Rewrite all of the lines below, swapping every occurrence of "drop a point" for "place a marker" and leaving everything else unchanged.

-- start DATASET CONTENT --

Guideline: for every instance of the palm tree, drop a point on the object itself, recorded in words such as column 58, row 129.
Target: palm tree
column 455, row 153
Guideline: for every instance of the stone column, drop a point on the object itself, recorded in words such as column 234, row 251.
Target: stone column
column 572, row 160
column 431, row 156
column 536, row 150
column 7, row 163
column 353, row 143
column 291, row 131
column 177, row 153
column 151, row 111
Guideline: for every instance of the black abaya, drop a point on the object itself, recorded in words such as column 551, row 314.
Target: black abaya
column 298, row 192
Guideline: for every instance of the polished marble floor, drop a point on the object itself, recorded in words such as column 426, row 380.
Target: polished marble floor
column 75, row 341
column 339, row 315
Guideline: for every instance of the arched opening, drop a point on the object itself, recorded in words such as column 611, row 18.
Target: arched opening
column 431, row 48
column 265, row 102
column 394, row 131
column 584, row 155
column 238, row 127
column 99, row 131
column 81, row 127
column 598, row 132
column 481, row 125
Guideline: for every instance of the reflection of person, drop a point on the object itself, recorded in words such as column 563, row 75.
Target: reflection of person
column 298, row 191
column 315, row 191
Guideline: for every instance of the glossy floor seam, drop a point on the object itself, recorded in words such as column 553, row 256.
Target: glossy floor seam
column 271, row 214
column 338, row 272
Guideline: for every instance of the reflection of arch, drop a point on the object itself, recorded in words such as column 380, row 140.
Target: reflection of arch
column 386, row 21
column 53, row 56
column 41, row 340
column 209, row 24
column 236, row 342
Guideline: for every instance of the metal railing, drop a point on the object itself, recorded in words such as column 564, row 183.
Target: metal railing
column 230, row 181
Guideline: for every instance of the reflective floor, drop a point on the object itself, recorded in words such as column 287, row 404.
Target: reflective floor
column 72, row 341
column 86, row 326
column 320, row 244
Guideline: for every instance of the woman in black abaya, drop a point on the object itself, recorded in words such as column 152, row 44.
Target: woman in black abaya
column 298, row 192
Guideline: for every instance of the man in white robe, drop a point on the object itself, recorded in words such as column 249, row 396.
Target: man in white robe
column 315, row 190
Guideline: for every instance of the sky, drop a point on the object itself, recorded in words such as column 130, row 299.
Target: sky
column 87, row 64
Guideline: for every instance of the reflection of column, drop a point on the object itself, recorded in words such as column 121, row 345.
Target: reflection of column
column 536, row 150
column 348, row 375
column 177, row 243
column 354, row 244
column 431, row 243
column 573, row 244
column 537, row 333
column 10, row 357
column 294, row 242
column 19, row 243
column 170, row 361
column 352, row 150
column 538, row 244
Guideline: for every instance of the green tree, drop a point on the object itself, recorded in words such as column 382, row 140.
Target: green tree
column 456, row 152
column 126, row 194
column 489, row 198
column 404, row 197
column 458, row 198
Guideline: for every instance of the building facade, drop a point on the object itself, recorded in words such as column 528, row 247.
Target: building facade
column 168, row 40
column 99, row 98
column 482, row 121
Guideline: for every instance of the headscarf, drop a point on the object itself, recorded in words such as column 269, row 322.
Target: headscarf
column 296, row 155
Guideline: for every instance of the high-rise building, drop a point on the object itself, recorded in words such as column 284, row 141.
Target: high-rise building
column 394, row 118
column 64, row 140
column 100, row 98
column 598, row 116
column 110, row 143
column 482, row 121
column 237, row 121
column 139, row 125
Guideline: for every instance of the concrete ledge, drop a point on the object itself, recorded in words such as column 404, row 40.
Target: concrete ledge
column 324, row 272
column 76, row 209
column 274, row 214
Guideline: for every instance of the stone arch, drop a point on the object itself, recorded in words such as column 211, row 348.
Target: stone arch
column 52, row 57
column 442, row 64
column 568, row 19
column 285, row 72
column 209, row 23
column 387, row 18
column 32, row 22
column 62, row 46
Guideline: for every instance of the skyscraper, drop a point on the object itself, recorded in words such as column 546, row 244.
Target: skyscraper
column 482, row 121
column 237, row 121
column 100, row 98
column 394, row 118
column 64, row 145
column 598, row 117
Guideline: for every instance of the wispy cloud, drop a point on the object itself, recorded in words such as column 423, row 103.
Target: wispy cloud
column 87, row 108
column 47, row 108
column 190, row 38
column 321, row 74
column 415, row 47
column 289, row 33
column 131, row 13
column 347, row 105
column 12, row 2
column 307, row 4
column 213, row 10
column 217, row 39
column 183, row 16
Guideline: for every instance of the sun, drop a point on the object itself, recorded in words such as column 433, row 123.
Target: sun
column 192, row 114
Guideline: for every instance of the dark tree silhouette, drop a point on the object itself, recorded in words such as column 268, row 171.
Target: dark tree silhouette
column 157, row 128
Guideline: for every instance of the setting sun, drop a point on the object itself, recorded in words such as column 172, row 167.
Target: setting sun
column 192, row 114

-- end DATASET CONTENT --

[CORRECT RESPONSE]:
Guideline: for every instance of the palm tree, place a marker on the object itself, recorded in words such as column 58, row 129.
Target: palm tree
column 455, row 153
Guideline: for every instance of the stone column, place a marker on the object itself, recorded in words such as column 234, row 251.
Target: stone column
column 572, row 160
column 431, row 156
column 536, row 150
column 7, row 163
column 353, row 143
column 291, row 131
column 177, row 153
column 151, row 111
Guideline: for every instance of the black abaya, place a marker on the object itself, recorded in words such as column 551, row 314.
Target: black abaya
column 298, row 192
Guideline: for every instance of the polished marble floor, place a marker on the object itself, recorded in words such as column 426, row 380.
Target: polished marble floor
column 75, row 341
column 339, row 315
Guideline: for every instance of the arched opening, place a marker on the object itself, recorded in words such as column 611, row 18.
Target: arched opening
column 431, row 48
column 265, row 102
column 394, row 131
column 584, row 155
column 238, row 127
column 99, row 131
column 81, row 127
column 598, row 132
column 481, row 125
Guideline: for every instance of the reflection of person, place a marker on the object itself, recorded in words such as column 563, row 75.
Target: reflection of person
column 298, row 191
column 315, row 191
Guideline: for every instance of the glossy floor seam, place a marker on the object itself, recorded in words such as column 553, row 256.
Target: glossy floor seam
column 271, row 214
column 338, row 272
Guideline: for every instance of the reflection of arch, place a marker on the object itself, recorded in words such as column 380, row 140.
Target: reflection of arch
column 386, row 21
column 53, row 56
column 41, row 340
column 209, row 24
column 236, row 342
Guideline: for every instance of the metal railing, place a marker on the object itself, recorded in words such as column 564, row 183.
Target: metal railing
column 230, row 181
Guideline: for every instance of the reflective floor, place a marker on the object itself, recorded in words such as column 287, row 404.
Target: reflective floor
column 72, row 341
column 86, row 326
column 320, row 244
Guideline: for every instance of the woman in black abaya, place a marker on the object itself, recorded in words such as column 152, row 44.
Target: woman in black abaya
column 298, row 192
Guideline: for every instance of the man in white robe, place a marker on the object itself, recorded in words such as column 249, row 396.
Target: man in white robe
column 315, row 190
Guideline: for every instance of the sky, place a marker on the object itself, recorded in words such as column 130, row 299.
Target: sky
column 87, row 64
Guideline: for every instance of the reflection of column, place a marker on the object itself, recorded in words such as column 121, row 345.
Target: reflection of column
column 536, row 150
column 348, row 375
column 177, row 243
column 354, row 244
column 431, row 243
column 573, row 244
column 537, row 333
column 10, row 357
column 294, row 242
column 19, row 243
column 170, row 361
column 352, row 150
column 538, row 244
Guideline: for every instance of the green tree, place a marker on the object itself, recorded in words such as column 382, row 140.
Target: green tree
column 456, row 152
column 126, row 194
column 489, row 198
column 404, row 197
column 458, row 198
Guideline: for every instance of the building facade, place a marker on the object itself, recorded in words such as column 528, row 247.
Target: building facade
column 168, row 40
column 99, row 98
column 482, row 121
Guideline: for every instance of the headscarf, place a marker on the object itself, recorded in words such as column 269, row 322.
Target: headscarf
column 296, row 155
Guideline: for every instance of the high-rise building, place a marker on the object itself, recorded in words such as column 284, row 141.
Target: high-rise building
column 394, row 118
column 64, row 140
column 100, row 98
column 598, row 116
column 110, row 143
column 482, row 121
column 237, row 121
column 139, row 125
Guideline: for every instance of the concrete ledge, place a marker on the object itself, recorded in words such as column 404, row 40.
Target: concrete ledge
column 324, row 272
column 76, row 209
column 274, row 214
Guideline: for every instance of the stone arch, place a marker on the object itself, recorded in words such as column 211, row 348.
Target: stone arch
column 52, row 57
column 442, row 64
column 568, row 19
column 285, row 72
column 209, row 23
column 387, row 18
column 32, row 22
column 62, row 46
Guideline: for every instance of the skyscraper, place a marker on the object itself, recorded in words such as column 546, row 244.
Target: skyscraper
column 482, row 121
column 237, row 121
column 100, row 98
column 394, row 118
column 64, row 145
column 598, row 117
Guideline: for every instance of the wispy cloud, place a marker on the object itself, recorded in words such as column 423, row 103.
Target: wispy cloud
column 87, row 108
column 47, row 108
column 190, row 38
column 321, row 74
column 415, row 47
column 289, row 33
column 131, row 13
column 347, row 105
column 12, row 2
column 307, row 4
column 213, row 10
column 217, row 39
column 183, row 16
Guideline: for every instance of the sun, place a marker on the object itself, recorded in words such as column 433, row 123.
Target: sun
column 192, row 114
Guideline: for every instance of the dark tree silhouette, place a marker on the object itself, recorded in words such as column 268, row 171.
Target: dark tree silhouette
column 157, row 128
Guideline: for every instance of the setting sun, place a marker on the object itself, recorded in words such as column 172, row 167.
Target: setting sun
column 192, row 114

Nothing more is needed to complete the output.